+++ Given data

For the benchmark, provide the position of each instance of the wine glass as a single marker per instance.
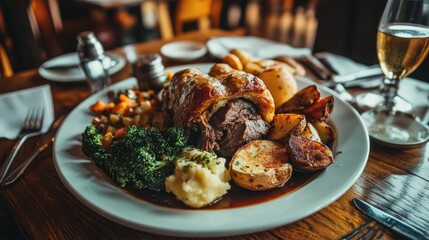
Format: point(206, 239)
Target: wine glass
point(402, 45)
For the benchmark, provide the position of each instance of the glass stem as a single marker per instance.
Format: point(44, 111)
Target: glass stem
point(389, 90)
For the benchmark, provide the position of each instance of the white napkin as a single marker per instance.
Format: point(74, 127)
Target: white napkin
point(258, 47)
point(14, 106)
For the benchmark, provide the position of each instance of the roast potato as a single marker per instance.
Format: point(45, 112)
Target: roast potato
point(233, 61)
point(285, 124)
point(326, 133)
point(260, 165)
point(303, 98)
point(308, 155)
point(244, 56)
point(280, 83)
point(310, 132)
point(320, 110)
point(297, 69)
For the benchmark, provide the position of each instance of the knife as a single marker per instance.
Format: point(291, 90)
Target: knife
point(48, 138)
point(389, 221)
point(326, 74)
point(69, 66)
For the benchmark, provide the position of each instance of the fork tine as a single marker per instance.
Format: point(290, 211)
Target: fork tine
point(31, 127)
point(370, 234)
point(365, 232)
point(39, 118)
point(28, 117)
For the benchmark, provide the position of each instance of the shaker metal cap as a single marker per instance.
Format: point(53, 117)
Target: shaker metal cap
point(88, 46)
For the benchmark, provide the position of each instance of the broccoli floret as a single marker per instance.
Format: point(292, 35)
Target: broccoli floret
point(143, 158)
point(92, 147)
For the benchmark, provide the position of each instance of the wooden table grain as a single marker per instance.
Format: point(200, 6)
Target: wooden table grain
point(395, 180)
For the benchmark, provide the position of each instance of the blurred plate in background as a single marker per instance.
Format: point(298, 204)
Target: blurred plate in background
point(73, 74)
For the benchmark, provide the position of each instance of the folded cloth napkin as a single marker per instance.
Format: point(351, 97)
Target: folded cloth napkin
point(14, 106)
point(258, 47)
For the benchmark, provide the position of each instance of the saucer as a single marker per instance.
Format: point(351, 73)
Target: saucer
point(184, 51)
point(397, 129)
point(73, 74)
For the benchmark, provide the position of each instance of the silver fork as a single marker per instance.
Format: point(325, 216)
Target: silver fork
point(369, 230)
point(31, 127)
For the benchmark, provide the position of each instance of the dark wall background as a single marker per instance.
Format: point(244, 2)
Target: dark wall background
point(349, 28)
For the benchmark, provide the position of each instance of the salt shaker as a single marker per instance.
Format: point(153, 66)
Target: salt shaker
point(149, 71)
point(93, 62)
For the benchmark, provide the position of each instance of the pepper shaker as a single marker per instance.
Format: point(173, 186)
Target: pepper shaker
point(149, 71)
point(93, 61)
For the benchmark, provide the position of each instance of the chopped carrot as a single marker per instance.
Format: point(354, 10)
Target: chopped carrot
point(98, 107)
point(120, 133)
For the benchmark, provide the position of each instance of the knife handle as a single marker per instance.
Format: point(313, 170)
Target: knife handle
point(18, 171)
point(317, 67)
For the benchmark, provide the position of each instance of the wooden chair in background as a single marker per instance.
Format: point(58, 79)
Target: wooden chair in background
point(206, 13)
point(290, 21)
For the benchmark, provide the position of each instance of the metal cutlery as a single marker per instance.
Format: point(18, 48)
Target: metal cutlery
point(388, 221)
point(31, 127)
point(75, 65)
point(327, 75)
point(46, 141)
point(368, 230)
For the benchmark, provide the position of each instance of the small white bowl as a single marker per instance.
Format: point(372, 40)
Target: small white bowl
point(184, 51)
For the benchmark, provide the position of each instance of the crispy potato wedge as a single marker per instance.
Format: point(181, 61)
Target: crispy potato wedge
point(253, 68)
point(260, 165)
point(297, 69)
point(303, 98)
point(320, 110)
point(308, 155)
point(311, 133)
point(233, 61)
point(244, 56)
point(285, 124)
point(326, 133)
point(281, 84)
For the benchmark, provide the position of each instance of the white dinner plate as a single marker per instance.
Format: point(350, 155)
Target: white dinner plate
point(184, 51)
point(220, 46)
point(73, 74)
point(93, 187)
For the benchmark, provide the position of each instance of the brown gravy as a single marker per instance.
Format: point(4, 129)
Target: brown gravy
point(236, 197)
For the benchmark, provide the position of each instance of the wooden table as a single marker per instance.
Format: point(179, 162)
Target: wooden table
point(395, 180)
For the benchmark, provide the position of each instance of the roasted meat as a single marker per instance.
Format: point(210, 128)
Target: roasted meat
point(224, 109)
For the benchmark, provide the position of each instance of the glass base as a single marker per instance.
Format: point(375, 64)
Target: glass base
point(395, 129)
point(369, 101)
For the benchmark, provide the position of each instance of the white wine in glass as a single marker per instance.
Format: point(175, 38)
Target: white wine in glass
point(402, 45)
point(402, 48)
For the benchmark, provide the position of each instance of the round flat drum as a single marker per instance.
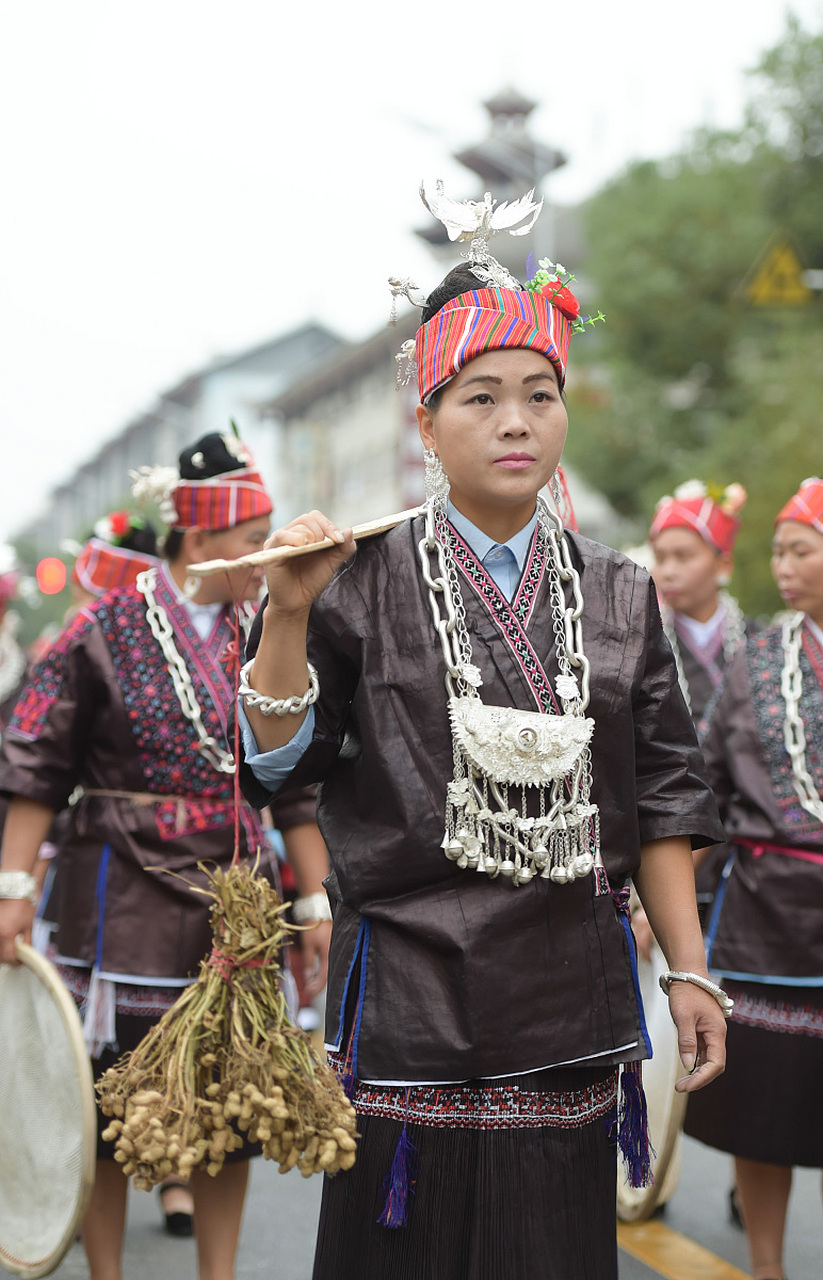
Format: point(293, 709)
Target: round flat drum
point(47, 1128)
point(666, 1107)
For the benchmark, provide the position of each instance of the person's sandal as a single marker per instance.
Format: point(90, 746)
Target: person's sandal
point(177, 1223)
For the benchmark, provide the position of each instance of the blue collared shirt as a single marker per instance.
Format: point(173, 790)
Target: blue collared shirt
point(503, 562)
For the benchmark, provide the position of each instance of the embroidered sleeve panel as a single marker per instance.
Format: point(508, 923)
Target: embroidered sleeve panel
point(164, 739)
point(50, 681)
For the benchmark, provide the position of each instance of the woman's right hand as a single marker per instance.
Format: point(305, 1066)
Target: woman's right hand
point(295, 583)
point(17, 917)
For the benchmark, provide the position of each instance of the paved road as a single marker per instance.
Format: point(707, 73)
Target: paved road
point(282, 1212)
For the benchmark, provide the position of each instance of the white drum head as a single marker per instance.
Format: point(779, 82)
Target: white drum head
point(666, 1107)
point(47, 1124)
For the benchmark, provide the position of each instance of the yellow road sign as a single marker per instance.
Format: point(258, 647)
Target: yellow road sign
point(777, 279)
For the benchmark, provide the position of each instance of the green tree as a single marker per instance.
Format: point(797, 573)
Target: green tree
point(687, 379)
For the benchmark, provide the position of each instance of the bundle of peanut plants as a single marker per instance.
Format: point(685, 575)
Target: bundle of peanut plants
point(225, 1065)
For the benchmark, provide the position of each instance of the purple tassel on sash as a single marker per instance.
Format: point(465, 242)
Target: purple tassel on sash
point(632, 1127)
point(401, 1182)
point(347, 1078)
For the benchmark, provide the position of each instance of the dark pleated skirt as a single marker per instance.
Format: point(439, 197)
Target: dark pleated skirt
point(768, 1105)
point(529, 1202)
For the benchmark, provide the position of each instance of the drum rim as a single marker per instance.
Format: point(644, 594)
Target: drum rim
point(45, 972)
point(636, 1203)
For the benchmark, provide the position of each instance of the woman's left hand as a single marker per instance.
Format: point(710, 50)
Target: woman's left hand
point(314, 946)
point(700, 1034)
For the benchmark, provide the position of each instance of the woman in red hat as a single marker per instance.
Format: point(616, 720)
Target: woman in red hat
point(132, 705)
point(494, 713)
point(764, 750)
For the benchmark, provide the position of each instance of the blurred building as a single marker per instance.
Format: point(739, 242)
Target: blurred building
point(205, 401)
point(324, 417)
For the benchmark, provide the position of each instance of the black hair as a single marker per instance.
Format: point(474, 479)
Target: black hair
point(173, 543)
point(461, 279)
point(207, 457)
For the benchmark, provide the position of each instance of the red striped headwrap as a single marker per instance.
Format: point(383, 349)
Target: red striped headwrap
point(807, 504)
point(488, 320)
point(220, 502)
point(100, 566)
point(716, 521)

++++++
+++ Given data

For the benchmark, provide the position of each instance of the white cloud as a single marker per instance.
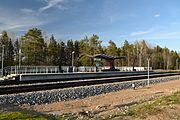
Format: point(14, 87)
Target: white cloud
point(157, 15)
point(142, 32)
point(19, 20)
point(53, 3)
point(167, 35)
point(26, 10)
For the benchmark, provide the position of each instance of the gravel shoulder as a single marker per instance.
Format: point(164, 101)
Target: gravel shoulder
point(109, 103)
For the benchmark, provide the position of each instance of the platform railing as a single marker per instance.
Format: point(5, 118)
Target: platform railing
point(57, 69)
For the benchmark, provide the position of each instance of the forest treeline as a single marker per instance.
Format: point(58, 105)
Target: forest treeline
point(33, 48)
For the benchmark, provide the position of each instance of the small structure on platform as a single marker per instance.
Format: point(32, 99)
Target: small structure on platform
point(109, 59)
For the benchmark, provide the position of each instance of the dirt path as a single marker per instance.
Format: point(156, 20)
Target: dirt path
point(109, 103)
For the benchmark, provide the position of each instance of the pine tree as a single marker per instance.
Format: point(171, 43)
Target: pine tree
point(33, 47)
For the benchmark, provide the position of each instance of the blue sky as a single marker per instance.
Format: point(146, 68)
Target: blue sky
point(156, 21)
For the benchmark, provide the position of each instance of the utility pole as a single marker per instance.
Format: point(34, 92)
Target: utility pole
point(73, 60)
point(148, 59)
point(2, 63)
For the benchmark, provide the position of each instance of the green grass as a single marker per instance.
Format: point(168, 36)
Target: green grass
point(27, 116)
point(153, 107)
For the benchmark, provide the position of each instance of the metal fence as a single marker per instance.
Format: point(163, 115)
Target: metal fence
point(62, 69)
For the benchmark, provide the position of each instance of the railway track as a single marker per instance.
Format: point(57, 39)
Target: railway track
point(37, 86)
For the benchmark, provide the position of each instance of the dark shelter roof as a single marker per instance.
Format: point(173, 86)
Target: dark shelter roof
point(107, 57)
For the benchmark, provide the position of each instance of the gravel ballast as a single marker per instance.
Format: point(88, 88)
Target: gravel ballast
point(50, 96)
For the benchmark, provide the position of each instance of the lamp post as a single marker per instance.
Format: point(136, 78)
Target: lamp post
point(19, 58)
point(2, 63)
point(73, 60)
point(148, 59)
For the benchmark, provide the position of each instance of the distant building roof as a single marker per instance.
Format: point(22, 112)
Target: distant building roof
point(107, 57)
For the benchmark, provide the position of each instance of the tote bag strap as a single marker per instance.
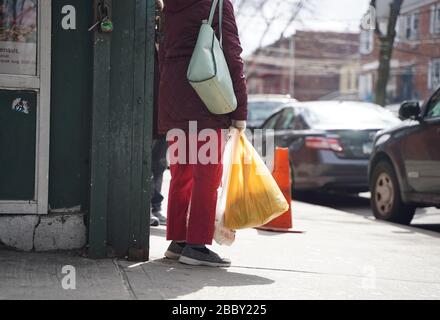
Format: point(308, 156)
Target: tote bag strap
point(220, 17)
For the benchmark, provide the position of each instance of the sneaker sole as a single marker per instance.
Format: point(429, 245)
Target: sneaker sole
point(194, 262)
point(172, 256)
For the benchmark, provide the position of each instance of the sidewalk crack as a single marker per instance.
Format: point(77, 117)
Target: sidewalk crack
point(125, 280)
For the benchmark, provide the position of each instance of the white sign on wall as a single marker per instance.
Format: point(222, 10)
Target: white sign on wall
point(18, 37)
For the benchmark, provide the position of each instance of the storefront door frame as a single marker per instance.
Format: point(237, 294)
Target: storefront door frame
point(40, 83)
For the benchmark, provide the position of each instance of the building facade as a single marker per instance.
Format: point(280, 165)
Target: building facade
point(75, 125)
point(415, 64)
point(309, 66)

++++++
+++ Given data

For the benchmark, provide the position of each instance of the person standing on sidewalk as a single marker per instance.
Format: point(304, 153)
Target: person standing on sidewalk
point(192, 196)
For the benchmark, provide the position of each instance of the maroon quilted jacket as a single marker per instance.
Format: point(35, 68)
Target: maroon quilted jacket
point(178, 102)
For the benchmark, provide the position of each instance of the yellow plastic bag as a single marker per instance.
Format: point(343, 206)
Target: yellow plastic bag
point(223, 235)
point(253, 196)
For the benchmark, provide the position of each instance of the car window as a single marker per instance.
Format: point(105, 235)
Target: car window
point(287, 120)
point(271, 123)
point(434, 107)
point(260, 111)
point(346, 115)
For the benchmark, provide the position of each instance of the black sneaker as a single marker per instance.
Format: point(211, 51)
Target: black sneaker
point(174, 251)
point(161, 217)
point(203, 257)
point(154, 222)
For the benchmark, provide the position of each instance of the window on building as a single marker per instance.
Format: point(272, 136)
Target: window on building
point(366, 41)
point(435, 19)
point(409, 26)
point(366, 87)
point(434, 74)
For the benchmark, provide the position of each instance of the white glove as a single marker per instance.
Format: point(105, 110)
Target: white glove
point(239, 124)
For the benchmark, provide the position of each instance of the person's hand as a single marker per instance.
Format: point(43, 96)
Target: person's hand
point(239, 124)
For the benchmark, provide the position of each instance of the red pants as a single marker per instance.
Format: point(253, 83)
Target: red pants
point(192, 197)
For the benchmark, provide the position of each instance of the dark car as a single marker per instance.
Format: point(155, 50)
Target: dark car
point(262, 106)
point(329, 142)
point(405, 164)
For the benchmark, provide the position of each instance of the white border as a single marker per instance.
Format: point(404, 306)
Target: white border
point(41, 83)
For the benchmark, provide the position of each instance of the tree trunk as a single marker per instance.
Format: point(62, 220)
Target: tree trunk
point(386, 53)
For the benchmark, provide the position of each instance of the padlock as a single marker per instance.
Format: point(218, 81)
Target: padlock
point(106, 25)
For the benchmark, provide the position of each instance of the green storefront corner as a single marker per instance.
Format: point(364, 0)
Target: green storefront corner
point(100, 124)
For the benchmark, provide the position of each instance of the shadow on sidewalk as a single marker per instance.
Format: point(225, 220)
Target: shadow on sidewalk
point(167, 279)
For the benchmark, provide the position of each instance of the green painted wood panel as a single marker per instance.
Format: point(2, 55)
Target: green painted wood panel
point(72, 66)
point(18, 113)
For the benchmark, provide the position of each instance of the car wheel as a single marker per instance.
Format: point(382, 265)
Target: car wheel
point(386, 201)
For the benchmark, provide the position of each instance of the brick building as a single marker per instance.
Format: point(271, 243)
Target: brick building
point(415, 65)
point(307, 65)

++++++

§ **Problem to work on**
Copy the lines of the records above word for word, starting at the line that contains "grass as a single marker per instance." and ending at the line that contains "point(62, 69)", both included.

§ **Task output**
For the benchmark, provide the position of each instance of the green grass as a single marker per instance.
Format: point(168, 36)
Target: green grass
point(27, 116)
point(153, 107)
For the benchmark, provide the position of each instance of the metal fence as a single marker per instance.
Format: point(163, 115)
Target: metal fence
point(62, 69)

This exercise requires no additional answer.